● Text excerpt
......

America's Vanishing Worker: The Truth Behind The "Recovery" Propaganda

The biggest paradox of the so-called US recovery is that in the same report in which the US Department of Labor reported that the US unemployment has dropped to a depression-low 5.4%, a level suggesting near zero "slack" in the labor force, the BLS also indicated that the number of people not in the labor force rose to a fresh all time high of 93.2 million, keeping the participation rate at a level first seen in 1978.

How does one make sense of this glaring contradiction and paradoxical data, which one one hand suggest the recovery is fully in place, while on the other screams depression?
For the answer we go to the WSJ's report on the curious case of America's vanishing worker.
To be sure, this "curious case" covers nothing new for regular Zero Hedge readers, but may explain to casual observers how it is possible that America's labor metrics have devolved to such a Schrodingerian state in which the US labor market is both alive and dead, depending on whose propaganda one observes.
For the answer, the WSJ tracks the career, or rather lack thereof, of Denny Ryder of Decatur, Illinois, 47 years old, who is one of hundreds of thousands of (former) employees in the industrial Midwest who has been forced to move away, retire or give up on finding a job. As a result, the unemployment rate in this has fallen even as Denny is no closer to being able to provide for his family.
As the WSJ reports, "by one key gauge of economic health, this industrial city three hours south of Chicago is well on the way to recovery. Hit hard by the recession, when its unemployment rate topped 14%, Decatur over the past year has seen one of the swiftest declines in joblessness in the country, with the rate dropping to 7% in March from 10.2% a year earlier."
The problem: it's nothing but a statistical mirage, a lie.
[L]ook closer, and this city of 75,000 resembles many communities across the industrial Midwest, where the unemployment rate is falling fast in part because workers are disappearing: moving away, retiring or no longer looking for a job.

“In cases like that, the unemployment rate makes things look better than they really are,” said Karl Kuykendall, U.S. regional economist at IHS Global Insight. In terms of overall economic growth, he said, “a decline in population and workforce is devastating.”

[T]he falling unemployment rate doesn’t tell the full story of a recovery that remains uneven nearly six years after the recession ended. Among the 20 metropolitan areas where unemployment fell by at least 2.7 percentage points in the past year, 16 also saw their workforces shrink over the same period, according to Labor Department data. Half of those were in Michigan or Illinois, including Detroit, Decatur, Flint, Mich., and Rockford, Ill.

......

● Extracted material
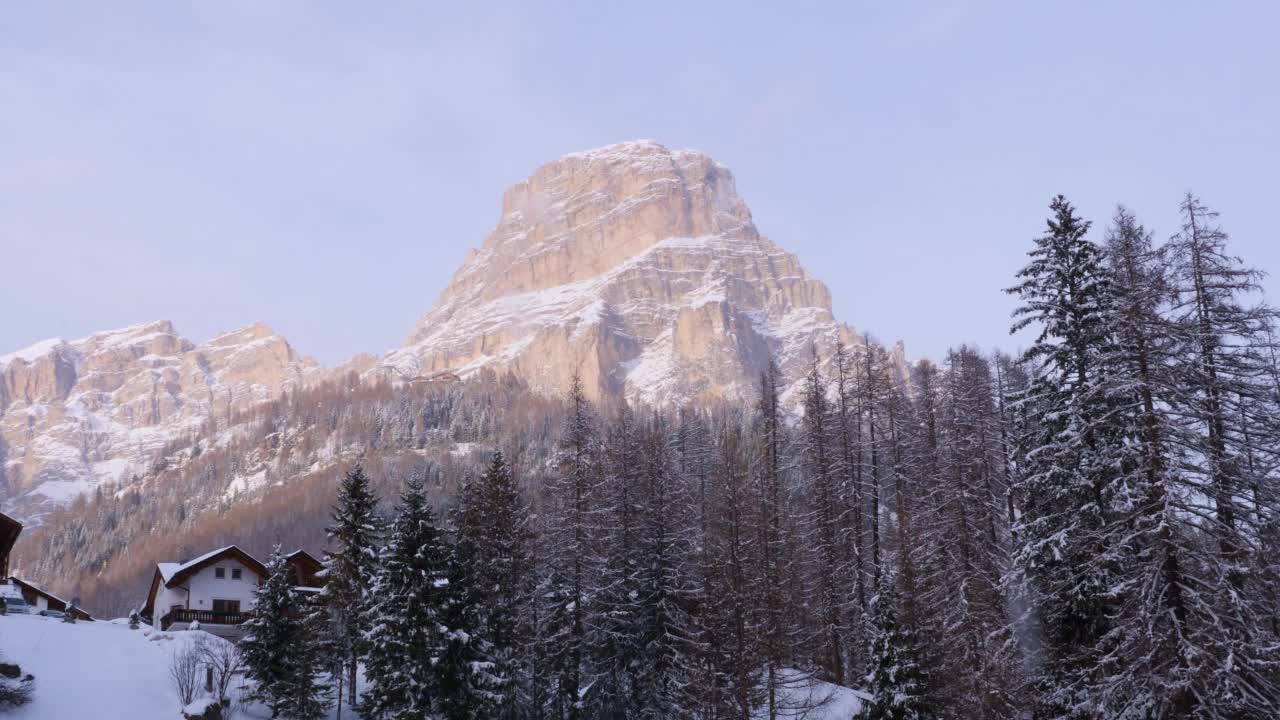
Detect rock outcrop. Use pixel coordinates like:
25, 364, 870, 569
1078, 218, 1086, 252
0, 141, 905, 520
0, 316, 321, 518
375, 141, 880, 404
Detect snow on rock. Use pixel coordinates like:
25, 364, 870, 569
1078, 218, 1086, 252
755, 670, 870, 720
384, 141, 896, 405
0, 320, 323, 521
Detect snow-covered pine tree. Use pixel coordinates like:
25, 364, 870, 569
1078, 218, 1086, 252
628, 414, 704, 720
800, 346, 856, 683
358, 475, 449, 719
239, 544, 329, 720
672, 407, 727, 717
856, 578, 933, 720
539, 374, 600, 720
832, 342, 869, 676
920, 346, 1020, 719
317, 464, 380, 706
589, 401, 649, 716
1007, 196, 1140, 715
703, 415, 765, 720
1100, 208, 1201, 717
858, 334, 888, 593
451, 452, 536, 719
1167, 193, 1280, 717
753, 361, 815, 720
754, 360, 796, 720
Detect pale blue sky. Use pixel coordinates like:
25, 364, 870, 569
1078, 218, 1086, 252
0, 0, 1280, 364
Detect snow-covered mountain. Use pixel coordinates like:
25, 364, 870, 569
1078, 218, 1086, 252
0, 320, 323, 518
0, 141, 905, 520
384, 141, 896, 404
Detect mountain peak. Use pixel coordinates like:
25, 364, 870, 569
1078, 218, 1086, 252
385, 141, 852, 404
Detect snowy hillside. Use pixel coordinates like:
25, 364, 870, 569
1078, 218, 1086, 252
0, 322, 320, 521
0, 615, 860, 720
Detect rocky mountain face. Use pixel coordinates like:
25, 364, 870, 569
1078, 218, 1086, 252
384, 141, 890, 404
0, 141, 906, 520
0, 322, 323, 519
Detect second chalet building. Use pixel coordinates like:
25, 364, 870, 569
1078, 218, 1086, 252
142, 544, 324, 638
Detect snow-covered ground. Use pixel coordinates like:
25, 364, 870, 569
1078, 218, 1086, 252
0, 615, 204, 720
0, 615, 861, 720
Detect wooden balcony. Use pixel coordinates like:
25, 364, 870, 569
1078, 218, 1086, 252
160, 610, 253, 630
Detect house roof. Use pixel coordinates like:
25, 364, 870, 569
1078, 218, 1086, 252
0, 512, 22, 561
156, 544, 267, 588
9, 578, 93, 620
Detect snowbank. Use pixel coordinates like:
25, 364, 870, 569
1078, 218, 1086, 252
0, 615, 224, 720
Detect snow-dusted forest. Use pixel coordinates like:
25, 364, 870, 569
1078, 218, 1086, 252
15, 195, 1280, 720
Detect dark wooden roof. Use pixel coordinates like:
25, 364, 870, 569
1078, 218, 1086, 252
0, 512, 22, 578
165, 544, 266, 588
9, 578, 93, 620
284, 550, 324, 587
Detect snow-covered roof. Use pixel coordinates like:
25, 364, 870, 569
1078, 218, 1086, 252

......

● Task set
a – Decide whether each statement agrees with the article on America's vanishing worker: (i) Decatur's unemployment rate fell to 7% in March from 10.2% a year earlier; (ii) Denny Ryder is 52 years old; (iii) all 20 metropolitan areas where unemployment fell by at least 2.7 percentage points saw their workforces shrink. Answer yes or no for each, and quote the words of the article that decide it.
b – Write the next part of the article on America's vanishing worker, starting after its last sentence.
The material that comes after the article is separate from it.

● Results for each task
a –
(i) Yes: "with the rate dropping to 7% in March from 10.2% a year earlier."
(ii) No: "47 years old."
(iii) No: "16 also saw their workforces shrink over the same period."

b –
Most places saw at least some hiring and job creation. In Decatur, though,payrolls fell over the past year due to layoffs, attrition, transfers or other causes.
In other words, anyone daring to look closer behind the thin facade of the "recovery" uncovers a rotting, collapsing core: an economy not only not flourishing, but shrinking even as it creates the false impression of growth.
Behold the recovery "mirage" in four simple charts:
Back to Denny Ryder, who wasn’t looking to leave Decatur, where he was born and raised. But he was laid off from a Caterpillar Inc. plant here in late 2013 as the heavy-equipment maker faced a slowdown in demand from mining companies.
What happens next is a story familiar to millions of Americans who not only have no weekly paycheck, but whose plight no longer is even accounted for in the Labor department's monthly assessment of US economic health.
So Mr. Ryder and his wife relocated to Winston-Salem, N.C., last year where he found work at a Caterpillar contractor. While Mr. Ryder was confident he could find a job in Decatur, he didn’t feel it would match the wages and benefits at Caterpillar, where he worked for 19 years. “I probably could have lost a lot of money and found a job in Decatur,” said Mr. Ryder, who has taken to life in North Carolina, from enjoying the hills to swimming in the ocean for the first time.
"Probably." And perhaps, not. That's the magic of proving a negative: it's impossible which is why economists do it all the time.
What one can prove looking at the data, is that any suggestion of a wholesale economic recovery is nothing but Goebbelsian propaganda.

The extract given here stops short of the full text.